Records for this exercise

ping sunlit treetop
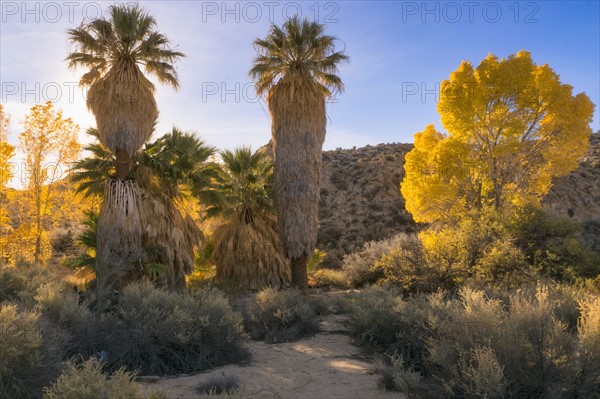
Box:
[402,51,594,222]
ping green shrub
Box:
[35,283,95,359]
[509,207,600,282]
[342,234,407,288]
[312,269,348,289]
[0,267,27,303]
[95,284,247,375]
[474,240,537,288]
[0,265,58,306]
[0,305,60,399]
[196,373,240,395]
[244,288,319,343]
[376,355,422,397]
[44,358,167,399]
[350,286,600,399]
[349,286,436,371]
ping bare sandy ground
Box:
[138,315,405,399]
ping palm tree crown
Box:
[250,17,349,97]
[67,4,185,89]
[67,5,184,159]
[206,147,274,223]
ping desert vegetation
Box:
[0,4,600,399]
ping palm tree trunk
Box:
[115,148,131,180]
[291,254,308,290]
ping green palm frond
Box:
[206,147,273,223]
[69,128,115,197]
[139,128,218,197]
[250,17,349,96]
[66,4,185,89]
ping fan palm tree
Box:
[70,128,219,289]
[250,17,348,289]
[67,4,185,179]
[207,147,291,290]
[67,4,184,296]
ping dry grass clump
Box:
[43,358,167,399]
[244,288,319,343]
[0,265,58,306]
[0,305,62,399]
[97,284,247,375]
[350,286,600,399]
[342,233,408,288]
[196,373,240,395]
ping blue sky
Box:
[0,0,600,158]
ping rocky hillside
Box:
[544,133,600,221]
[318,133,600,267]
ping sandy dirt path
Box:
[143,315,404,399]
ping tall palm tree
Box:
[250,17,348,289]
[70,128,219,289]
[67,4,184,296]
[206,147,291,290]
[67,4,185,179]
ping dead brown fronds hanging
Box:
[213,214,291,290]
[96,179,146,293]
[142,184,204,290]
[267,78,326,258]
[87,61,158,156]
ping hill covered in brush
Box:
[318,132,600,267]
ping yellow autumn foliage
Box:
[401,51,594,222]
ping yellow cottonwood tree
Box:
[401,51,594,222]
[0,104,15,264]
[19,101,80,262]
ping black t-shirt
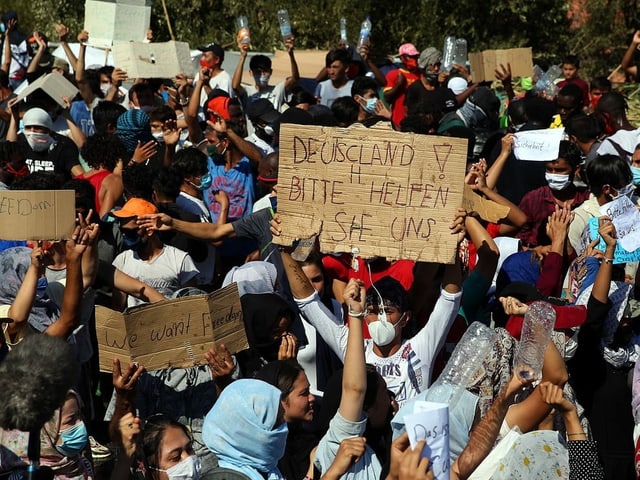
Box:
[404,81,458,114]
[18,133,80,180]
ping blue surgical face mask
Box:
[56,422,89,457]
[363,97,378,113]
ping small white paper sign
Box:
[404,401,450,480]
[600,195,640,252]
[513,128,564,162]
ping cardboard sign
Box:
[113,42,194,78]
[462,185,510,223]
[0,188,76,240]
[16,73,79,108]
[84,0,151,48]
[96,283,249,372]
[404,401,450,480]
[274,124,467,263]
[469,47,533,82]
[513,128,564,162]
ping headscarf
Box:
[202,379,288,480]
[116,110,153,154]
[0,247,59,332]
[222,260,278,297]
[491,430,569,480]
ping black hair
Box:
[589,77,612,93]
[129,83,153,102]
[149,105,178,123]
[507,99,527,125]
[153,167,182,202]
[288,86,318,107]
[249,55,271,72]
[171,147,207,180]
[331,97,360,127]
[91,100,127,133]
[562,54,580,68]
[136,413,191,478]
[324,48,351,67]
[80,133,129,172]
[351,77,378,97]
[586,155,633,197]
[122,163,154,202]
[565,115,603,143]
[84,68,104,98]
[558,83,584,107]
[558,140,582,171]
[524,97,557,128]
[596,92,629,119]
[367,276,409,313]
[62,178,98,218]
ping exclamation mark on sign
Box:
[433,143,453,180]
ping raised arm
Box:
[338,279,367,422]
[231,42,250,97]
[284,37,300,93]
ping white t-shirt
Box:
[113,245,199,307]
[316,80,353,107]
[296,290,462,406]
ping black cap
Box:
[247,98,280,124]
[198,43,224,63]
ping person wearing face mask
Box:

Short problem
Return verbatim the lines of the entries above, from the line containing "ping black hair" through the line containing "[296,290,462,406]", inclusive.

The reply
ping black hair
Box:
[589,77,612,93]
[129,83,153,102]
[149,105,178,123]
[507,99,527,125]
[153,167,182,202]
[288,86,318,107]
[249,55,271,72]
[171,147,207,180]
[331,97,360,127]
[91,100,127,133]
[562,54,580,68]
[136,413,191,478]
[324,48,351,67]
[80,133,129,172]
[351,77,378,97]
[586,155,633,197]
[122,163,154,202]
[565,115,603,143]
[84,68,104,98]
[558,83,584,107]
[558,140,582,171]
[524,97,557,128]
[596,92,629,119]
[367,276,409,313]
[62,178,98,218]
ping exclamation mark on sign
Box:
[433,143,453,180]
ping raised arm
Box:
[338,279,367,422]
[231,42,250,97]
[284,37,300,93]
ping white t-shirt
Box:
[113,245,199,307]
[316,80,353,107]
[296,290,462,406]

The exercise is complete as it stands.